Task statement: In your reply, reproduce every line of the data without any alteration.

**********

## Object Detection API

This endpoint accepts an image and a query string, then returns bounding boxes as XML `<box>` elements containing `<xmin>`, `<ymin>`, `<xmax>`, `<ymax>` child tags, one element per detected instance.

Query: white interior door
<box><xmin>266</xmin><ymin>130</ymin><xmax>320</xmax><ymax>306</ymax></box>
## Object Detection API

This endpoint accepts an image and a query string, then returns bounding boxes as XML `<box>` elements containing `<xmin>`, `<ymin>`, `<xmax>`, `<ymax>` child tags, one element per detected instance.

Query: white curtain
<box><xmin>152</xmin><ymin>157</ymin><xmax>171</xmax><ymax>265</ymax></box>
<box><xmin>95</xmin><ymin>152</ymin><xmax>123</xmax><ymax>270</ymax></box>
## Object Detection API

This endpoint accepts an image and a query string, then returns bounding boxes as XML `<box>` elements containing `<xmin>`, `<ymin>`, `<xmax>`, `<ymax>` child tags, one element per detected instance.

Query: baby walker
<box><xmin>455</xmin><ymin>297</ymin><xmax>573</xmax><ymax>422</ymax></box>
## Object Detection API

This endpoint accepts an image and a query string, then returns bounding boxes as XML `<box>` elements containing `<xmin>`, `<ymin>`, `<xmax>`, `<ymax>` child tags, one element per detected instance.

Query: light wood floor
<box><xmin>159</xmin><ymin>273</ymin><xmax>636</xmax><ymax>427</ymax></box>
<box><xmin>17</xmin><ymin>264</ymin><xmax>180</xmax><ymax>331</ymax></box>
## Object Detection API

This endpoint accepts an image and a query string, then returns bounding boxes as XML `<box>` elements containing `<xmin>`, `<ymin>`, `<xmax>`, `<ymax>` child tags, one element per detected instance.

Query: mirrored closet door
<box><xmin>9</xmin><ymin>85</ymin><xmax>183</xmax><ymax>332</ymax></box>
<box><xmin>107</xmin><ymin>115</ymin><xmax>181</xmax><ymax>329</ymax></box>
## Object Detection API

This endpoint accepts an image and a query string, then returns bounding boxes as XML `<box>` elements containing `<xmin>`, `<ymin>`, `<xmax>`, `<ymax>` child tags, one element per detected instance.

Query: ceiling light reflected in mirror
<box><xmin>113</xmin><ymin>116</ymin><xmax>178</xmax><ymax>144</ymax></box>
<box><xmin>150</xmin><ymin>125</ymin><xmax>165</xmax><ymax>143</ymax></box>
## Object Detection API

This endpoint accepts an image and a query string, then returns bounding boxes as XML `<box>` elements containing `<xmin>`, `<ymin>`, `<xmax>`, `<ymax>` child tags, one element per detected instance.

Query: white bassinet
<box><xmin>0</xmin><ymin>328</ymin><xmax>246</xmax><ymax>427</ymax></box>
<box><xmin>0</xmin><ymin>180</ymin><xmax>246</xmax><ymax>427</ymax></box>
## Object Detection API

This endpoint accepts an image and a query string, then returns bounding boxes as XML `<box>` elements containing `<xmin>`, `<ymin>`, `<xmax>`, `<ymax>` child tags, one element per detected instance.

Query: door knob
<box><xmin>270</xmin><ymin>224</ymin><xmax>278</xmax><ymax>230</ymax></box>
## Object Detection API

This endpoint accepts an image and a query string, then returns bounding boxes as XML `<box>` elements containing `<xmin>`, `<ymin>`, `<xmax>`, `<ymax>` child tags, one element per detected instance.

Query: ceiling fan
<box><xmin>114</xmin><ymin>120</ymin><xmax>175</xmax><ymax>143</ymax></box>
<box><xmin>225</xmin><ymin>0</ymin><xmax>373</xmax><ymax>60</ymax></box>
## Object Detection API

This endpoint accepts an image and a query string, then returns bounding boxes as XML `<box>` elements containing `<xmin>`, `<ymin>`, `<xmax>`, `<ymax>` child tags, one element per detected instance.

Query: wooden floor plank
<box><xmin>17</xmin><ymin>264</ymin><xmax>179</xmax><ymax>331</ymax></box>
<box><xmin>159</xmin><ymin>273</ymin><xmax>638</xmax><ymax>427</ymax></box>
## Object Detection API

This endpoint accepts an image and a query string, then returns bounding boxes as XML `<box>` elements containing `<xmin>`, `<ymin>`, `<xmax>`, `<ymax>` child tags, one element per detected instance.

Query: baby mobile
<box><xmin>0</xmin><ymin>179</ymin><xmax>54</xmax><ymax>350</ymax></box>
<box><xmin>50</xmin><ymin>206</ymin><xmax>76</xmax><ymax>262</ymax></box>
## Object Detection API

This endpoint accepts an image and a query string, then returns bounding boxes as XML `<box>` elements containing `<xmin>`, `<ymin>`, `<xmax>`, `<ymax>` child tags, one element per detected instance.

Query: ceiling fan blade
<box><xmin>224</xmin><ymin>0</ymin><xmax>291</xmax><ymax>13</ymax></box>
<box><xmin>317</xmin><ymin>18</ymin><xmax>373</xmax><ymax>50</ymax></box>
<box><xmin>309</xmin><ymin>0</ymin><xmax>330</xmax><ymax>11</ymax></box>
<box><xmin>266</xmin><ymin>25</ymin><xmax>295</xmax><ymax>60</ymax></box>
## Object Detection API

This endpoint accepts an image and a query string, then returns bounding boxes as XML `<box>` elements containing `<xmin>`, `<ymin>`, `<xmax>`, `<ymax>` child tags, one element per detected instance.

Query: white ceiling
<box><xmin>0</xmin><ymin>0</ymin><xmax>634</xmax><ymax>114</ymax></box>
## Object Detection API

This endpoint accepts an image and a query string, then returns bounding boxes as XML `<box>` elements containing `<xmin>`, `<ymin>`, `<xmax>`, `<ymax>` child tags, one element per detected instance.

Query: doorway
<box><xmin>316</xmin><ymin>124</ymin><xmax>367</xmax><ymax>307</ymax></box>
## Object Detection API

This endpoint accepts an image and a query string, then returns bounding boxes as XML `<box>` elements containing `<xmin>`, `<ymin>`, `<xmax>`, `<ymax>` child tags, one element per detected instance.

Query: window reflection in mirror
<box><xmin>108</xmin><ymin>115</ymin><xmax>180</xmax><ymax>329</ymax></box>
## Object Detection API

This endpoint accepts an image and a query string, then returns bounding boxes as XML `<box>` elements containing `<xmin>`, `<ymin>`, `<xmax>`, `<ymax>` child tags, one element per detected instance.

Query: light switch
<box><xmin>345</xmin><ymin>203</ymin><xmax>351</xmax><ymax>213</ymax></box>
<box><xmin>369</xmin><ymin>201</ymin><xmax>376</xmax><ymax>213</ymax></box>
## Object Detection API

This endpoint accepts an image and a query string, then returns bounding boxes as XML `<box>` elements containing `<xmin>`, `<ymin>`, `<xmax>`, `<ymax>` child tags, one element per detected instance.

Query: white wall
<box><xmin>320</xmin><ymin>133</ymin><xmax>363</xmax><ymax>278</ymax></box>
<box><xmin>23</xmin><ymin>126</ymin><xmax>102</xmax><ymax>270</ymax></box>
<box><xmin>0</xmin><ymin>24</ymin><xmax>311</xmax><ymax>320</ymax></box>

**********

Answer to the exercise:
## Object Detection API

This endpoint accepts an image and a query string, then returns bounding boxes as XML `<box>` elements containing `<xmin>`, `<ymin>`, `<xmax>`, `<ymax>` child tags, one element per detected instance.

Query: white interior door
<box><xmin>266</xmin><ymin>130</ymin><xmax>320</xmax><ymax>306</ymax></box>
## Object Detection API

This endpoint accepts an image and a query string, then returns bounding boxes as XML `<box>` elements containing `<xmin>`, `<ymin>`, `<xmax>`, `<ymax>` child tags, one element per detected instance.

Query: white curtain
<box><xmin>152</xmin><ymin>157</ymin><xmax>171</xmax><ymax>265</ymax></box>
<box><xmin>95</xmin><ymin>152</ymin><xmax>123</xmax><ymax>270</ymax></box>
## Object Detection API

This endpoint accepts an image and a query string, then returns bounding boxes as XML `<box>` elements containing `<xmin>`, `<ymin>`, `<xmax>`, `<ymax>` child tags, one element per detected instance.

Query: baby walker
<box><xmin>455</xmin><ymin>297</ymin><xmax>573</xmax><ymax>422</ymax></box>
## Object Detection API

This endpoint accepts an image and a query string, then returns bounding boxes as XML `<box>` elements containing `<xmin>`, `<ymin>`, `<xmax>`, `<ymax>` child tags, one element per detected instance.

Query: light wood floor
<box><xmin>159</xmin><ymin>273</ymin><xmax>636</xmax><ymax>427</ymax></box>
<box><xmin>17</xmin><ymin>264</ymin><xmax>180</xmax><ymax>331</ymax></box>
## Object Detection API

This endpoint accepts an image and a query string, then returns bounding boxes as XML `<box>` elements containing `<xmin>`, `<ymin>`, `<xmax>`, `<ymax>` child tags, one element per detected instance.

Query: mirrored closet door
<box><xmin>9</xmin><ymin>85</ymin><xmax>183</xmax><ymax>332</ymax></box>
<box><xmin>107</xmin><ymin>115</ymin><xmax>181</xmax><ymax>329</ymax></box>
## Object Detection API

This endpoint accepts an image and a query string, then returns bounding boxes as XML `<box>` elements containing `<xmin>`, `<ymin>`, `<xmax>`, `<ymax>` child tags, one element per detected instance.

Query: ceiling light reflected in mirror
<box><xmin>113</xmin><ymin>116</ymin><xmax>178</xmax><ymax>144</ymax></box>
<box><xmin>150</xmin><ymin>125</ymin><xmax>165</xmax><ymax>143</ymax></box>
## Object Detection API

This endpoint accepts an image and a query string, then returns bounding boxes as XML `<box>` elements containing `<xmin>`, `<ymin>`, `<xmax>`, `<ymax>` child tags, one element per detected instance.

Query: white bassinet
<box><xmin>0</xmin><ymin>328</ymin><xmax>246</xmax><ymax>427</ymax></box>
<box><xmin>0</xmin><ymin>180</ymin><xmax>246</xmax><ymax>427</ymax></box>
## Object Detection API

This endpoint accepts an image and a query string, then returns bounding boxes as XML `<box>` elements containing `<xmin>`, `<ymin>`, `<xmax>`, `<ymax>` child tags, one element per detected instance.

Query: door knob
<box><xmin>270</xmin><ymin>224</ymin><xmax>278</xmax><ymax>230</ymax></box>
## Object Detection API

This endpoint accepts an image and a query string, then returns bounding boxes as XML `<box>` elements containing `<xmin>`, `<ymin>`, `<xmax>`, `<ymax>` child tags, one element per detected instance.

Query: ceiling fan
<box><xmin>114</xmin><ymin>120</ymin><xmax>175</xmax><ymax>143</ymax></box>
<box><xmin>225</xmin><ymin>0</ymin><xmax>373</xmax><ymax>60</ymax></box>
## Object Detection API

This endpoint accepts an image and a query string, then returns bounding boxes as XML `<box>` elements containing `<xmin>`, `<ymin>`, `<xmax>`, `<ymax>` child tags, one element per detected instance.

Query: wooden floor plank
<box><xmin>17</xmin><ymin>264</ymin><xmax>179</xmax><ymax>331</ymax></box>
<box><xmin>159</xmin><ymin>273</ymin><xmax>638</xmax><ymax>427</ymax></box>
## Object Detection API

This endpoint accepts an image and a query string, then returns bounding boxes as XML `<box>` elements containing `<xmin>`, `<ymin>`, `<xmax>`, `<ymax>` child tags, one element per detected instance.

Query: baby mobile
<box><xmin>0</xmin><ymin>179</ymin><xmax>54</xmax><ymax>350</ymax></box>
<box><xmin>50</xmin><ymin>206</ymin><xmax>76</xmax><ymax>262</ymax></box>
## Object Detection API

This endpoint accepts an image and a query string, then returns bounding boxes as XML `<box>` elements containing `<xmin>`, `<ymin>`, `<xmax>`, `<ymax>` child tags, one element per detected instance.

Query: ceiling fan blade
<box><xmin>224</xmin><ymin>0</ymin><xmax>291</xmax><ymax>13</ymax></box>
<box><xmin>317</xmin><ymin>18</ymin><xmax>373</xmax><ymax>50</ymax></box>
<box><xmin>309</xmin><ymin>0</ymin><xmax>330</xmax><ymax>11</ymax></box>
<box><xmin>266</xmin><ymin>25</ymin><xmax>295</xmax><ymax>60</ymax></box>
## Object Detection API

This endpoint accepts an image and a query string, then returns bounding boxes as XML `<box>` elements containing `<xmin>`, `<ymin>`, `<xmax>`, `<ymax>` child tags, one element per detected instance.

Query: white ceiling
<box><xmin>0</xmin><ymin>0</ymin><xmax>634</xmax><ymax>114</ymax></box>
## Object Detection API

This endpoint accepts an image and a query string, then returns bounding boxes as XML `<box>` elements containing `<xmin>`, `<ymin>`, `<xmax>`, `<ymax>` child tags, one element per detected instance.

Query: doorway
<box><xmin>316</xmin><ymin>124</ymin><xmax>367</xmax><ymax>307</ymax></box>
## Object Detection API

This endpoint accepts an image and a query string, then returns bounding boxes as XML `<box>` elements containing `<xmin>`, `<ymin>`, `<xmax>`, `<ymax>` child tags, one element per detected instance.

Query: window reflection in mirror
<box><xmin>108</xmin><ymin>115</ymin><xmax>180</xmax><ymax>329</ymax></box>
## Object Detection API

This endpoint accepts an image and a query string, then returns bounding boxes as XML `<box>` elements containing `<xmin>`, `<ymin>`, `<xmax>`, `<ymax>` child tags, one element per detected instance.

Query: light switch
<box><xmin>345</xmin><ymin>203</ymin><xmax>351</xmax><ymax>213</ymax></box>
<box><xmin>369</xmin><ymin>201</ymin><xmax>376</xmax><ymax>213</ymax></box>
## Object Detection API

This endpoint accepts an image and a query string, then returns bounding boxes as XML `<box>` elements containing `<xmin>`, `<ymin>`, `<xmax>`, `<ymax>` child tags, one element per detected instance.

Query: white wall
<box><xmin>320</xmin><ymin>133</ymin><xmax>363</xmax><ymax>278</ymax></box>
<box><xmin>23</xmin><ymin>126</ymin><xmax>102</xmax><ymax>270</ymax></box>
<box><xmin>0</xmin><ymin>24</ymin><xmax>311</xmax><ymax>320</ymax></box>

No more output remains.